Saved data entries
^^^^

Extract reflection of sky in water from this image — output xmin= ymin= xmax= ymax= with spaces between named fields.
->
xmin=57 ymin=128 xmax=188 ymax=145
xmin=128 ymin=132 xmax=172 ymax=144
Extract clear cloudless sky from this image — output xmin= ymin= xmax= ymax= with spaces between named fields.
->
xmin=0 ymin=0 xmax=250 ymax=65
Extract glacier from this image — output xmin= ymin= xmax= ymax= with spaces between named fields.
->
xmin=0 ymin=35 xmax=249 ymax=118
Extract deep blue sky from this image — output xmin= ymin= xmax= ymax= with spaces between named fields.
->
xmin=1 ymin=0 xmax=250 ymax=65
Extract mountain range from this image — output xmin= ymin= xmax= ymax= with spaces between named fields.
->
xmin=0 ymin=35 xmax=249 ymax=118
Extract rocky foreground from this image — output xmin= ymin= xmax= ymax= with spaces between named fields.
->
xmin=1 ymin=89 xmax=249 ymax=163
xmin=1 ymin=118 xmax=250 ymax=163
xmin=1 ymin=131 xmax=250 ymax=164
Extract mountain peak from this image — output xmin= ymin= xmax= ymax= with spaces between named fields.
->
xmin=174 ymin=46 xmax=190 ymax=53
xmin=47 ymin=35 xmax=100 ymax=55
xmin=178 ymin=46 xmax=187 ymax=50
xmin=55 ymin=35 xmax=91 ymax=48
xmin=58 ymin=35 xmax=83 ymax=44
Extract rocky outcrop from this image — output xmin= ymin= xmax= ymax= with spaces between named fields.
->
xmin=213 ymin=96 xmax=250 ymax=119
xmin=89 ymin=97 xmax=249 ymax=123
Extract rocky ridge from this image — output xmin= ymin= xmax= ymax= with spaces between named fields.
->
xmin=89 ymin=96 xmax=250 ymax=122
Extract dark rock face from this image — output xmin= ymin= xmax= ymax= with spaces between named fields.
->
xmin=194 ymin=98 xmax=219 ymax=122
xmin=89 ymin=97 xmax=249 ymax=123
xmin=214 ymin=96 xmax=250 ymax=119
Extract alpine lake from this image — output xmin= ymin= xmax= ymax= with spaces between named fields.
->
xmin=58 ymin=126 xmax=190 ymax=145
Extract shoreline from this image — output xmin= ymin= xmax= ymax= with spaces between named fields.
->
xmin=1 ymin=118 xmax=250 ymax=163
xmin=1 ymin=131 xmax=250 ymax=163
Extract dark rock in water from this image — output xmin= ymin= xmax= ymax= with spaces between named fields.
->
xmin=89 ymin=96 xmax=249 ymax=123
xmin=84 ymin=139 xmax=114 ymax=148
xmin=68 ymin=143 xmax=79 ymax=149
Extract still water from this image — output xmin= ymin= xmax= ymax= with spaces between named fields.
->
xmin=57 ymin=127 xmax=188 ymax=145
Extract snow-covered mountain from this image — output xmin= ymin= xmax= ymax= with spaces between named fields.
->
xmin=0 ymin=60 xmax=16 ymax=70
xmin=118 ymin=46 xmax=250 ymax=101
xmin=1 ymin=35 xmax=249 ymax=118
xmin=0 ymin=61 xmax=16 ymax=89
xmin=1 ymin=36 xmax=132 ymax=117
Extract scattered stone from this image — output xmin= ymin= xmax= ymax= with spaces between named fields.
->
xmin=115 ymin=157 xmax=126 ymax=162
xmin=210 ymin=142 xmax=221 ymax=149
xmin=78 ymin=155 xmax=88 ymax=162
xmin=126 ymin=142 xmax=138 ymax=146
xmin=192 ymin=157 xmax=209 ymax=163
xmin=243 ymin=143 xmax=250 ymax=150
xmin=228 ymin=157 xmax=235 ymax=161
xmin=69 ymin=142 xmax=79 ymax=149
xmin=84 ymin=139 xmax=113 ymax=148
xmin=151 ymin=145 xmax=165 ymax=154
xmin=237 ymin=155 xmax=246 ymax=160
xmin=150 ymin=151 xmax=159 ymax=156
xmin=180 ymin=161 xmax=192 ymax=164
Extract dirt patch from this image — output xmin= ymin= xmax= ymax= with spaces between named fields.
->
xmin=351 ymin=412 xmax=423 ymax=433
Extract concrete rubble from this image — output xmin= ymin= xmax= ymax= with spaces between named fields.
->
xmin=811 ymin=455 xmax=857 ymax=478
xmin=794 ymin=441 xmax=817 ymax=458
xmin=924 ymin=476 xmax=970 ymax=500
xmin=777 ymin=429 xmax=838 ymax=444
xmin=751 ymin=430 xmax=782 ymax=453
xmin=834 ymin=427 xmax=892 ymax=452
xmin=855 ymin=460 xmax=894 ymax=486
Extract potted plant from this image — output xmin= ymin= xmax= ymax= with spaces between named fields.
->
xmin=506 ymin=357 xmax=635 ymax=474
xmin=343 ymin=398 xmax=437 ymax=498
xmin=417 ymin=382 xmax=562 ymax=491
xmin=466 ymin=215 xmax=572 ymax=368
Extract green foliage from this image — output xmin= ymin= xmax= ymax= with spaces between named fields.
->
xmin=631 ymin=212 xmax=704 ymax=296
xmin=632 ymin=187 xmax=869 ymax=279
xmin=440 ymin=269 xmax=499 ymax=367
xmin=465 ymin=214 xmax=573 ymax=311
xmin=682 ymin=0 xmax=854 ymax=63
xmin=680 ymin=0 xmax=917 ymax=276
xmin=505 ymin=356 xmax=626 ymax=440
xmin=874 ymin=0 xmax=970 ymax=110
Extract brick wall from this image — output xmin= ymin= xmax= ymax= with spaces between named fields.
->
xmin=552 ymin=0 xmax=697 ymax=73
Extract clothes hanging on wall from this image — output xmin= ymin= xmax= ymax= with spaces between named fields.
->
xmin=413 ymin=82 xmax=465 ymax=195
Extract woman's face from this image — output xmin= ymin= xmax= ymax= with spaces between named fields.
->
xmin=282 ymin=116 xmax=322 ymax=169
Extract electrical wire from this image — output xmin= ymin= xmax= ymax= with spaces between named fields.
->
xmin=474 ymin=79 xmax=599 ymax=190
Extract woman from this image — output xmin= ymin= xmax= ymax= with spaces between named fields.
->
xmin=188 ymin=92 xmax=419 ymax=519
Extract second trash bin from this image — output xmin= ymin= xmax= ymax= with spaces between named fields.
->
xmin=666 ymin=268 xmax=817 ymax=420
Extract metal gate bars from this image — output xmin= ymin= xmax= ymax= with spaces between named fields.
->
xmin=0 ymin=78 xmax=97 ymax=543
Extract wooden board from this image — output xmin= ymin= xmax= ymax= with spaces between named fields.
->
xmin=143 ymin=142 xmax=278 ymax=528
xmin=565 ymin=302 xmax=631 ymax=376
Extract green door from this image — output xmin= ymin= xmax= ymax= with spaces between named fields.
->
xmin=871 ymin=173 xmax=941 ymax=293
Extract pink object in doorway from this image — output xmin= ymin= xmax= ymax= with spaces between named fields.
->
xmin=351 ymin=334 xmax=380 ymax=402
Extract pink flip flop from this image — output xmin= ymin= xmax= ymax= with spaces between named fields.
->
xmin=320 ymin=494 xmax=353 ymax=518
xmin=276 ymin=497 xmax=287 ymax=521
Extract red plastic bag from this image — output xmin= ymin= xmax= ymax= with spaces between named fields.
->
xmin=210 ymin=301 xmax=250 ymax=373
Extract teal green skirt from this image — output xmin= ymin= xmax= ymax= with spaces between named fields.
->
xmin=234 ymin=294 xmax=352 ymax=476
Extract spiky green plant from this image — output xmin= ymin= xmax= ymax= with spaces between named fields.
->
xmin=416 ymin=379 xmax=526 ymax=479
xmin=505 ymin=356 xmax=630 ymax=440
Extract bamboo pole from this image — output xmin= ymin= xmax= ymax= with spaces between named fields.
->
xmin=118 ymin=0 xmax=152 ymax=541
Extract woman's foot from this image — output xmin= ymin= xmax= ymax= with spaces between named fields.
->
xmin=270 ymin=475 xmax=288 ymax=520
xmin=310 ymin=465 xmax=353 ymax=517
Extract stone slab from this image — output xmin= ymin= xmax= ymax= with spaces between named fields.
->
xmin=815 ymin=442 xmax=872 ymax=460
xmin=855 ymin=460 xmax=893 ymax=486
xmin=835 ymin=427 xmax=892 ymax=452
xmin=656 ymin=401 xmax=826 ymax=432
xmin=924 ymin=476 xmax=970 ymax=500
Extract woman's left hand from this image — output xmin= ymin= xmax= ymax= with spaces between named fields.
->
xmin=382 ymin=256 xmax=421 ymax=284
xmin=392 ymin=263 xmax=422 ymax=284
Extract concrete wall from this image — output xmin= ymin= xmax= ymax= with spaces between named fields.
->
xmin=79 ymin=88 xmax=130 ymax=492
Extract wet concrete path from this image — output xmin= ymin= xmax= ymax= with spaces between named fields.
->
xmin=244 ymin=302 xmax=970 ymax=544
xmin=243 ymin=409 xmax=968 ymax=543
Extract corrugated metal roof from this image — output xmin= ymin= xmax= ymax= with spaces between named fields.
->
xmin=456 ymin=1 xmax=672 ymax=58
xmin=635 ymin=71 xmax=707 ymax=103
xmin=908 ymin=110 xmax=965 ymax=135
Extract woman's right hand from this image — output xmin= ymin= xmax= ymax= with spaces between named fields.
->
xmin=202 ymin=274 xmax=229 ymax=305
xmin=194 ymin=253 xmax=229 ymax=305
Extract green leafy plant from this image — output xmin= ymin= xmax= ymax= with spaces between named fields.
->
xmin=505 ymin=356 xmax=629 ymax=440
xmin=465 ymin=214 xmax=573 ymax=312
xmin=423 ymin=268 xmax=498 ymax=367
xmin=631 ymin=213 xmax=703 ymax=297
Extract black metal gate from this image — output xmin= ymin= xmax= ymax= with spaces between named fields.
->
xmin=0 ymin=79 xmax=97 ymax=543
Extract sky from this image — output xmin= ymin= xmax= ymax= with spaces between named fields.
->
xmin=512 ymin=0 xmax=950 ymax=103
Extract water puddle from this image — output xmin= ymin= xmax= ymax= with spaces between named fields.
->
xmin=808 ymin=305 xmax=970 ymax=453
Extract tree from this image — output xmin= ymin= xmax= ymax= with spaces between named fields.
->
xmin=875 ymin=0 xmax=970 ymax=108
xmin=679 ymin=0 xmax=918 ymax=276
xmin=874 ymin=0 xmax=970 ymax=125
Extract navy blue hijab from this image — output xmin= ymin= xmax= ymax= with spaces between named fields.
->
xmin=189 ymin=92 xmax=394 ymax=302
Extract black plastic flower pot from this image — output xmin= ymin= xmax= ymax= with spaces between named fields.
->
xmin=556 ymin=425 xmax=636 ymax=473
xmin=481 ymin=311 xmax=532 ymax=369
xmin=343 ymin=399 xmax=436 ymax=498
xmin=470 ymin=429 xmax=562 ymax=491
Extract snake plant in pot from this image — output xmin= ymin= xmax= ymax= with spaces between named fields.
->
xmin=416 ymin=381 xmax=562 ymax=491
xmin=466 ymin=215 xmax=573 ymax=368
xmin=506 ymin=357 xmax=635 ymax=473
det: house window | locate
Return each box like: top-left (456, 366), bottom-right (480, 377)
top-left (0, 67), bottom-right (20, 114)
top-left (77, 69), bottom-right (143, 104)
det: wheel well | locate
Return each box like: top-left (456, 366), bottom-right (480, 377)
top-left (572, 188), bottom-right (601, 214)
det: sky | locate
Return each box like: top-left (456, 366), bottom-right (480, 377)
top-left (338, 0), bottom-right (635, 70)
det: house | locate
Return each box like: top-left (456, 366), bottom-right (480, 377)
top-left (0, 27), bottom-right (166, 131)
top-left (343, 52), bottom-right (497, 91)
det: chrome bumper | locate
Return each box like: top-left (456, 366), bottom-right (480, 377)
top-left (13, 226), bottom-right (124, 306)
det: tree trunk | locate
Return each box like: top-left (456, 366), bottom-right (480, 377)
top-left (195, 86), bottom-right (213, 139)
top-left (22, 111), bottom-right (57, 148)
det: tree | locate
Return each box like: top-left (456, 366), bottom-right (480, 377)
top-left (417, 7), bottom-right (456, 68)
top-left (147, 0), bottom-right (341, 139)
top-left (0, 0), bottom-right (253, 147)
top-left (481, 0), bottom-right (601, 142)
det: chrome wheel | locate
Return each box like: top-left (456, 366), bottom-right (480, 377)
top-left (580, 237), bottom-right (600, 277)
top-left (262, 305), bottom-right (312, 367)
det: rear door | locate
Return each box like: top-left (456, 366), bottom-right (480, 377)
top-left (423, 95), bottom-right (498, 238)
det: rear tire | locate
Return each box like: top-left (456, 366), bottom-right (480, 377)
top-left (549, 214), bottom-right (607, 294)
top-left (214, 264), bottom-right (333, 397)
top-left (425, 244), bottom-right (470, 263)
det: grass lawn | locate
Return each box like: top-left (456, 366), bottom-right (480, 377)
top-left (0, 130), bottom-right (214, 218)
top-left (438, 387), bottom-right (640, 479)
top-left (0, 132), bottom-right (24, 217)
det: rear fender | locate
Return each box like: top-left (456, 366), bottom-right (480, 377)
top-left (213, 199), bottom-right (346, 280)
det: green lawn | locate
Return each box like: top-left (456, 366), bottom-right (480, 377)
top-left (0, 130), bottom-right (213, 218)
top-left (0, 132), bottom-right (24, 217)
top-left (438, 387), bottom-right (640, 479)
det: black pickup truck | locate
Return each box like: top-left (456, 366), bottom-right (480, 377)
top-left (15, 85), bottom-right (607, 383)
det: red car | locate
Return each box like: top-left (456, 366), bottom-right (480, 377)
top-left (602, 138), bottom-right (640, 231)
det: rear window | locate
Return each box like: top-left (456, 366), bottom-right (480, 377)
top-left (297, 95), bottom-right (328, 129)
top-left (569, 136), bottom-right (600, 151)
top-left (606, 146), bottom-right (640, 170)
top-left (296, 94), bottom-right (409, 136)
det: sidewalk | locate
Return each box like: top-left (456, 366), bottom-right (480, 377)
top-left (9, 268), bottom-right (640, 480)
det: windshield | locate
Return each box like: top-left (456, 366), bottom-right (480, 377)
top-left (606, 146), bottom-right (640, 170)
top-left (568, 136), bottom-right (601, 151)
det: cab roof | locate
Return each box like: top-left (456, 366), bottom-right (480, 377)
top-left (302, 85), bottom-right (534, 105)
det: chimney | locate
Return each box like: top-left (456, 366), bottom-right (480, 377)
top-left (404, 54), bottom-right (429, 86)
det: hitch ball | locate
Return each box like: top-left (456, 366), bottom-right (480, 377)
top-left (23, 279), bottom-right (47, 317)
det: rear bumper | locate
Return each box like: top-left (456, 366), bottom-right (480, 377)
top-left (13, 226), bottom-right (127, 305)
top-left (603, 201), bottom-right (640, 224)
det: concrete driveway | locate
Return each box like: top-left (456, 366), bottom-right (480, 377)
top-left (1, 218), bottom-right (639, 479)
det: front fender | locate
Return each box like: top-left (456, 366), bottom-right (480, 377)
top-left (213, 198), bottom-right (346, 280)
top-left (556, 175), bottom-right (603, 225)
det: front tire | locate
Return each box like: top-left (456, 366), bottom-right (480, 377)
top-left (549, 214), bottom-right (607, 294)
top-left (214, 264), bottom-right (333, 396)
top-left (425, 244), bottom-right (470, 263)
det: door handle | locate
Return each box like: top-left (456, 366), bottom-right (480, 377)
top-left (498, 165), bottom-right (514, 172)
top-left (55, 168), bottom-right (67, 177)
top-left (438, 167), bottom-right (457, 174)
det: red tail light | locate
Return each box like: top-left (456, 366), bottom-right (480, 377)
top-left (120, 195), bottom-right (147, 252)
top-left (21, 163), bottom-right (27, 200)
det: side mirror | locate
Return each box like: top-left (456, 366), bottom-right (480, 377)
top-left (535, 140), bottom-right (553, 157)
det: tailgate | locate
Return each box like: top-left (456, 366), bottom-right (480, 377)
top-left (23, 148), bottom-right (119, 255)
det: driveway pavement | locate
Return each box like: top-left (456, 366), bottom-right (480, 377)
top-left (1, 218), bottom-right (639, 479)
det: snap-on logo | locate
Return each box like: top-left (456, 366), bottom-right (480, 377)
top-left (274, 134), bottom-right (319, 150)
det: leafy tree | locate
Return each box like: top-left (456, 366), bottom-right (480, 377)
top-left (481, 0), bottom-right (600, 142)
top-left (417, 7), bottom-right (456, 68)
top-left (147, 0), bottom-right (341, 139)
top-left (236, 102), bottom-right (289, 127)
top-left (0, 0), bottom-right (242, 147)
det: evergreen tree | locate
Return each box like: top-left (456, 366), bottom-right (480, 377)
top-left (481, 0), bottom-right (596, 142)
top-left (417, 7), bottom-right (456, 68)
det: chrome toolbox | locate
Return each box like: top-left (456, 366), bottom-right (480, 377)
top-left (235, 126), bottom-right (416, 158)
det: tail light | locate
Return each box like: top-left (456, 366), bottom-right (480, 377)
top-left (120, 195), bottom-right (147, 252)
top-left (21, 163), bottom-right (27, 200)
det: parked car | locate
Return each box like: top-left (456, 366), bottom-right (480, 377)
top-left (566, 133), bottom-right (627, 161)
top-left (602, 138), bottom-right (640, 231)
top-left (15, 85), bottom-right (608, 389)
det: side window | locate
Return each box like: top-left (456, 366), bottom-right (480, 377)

^^^^

Aim of the task –
Look above for lines with the word "driveway" and copy them all.

Exercise answer –
det: concrete driveway | locate
det: driveway pavement | locate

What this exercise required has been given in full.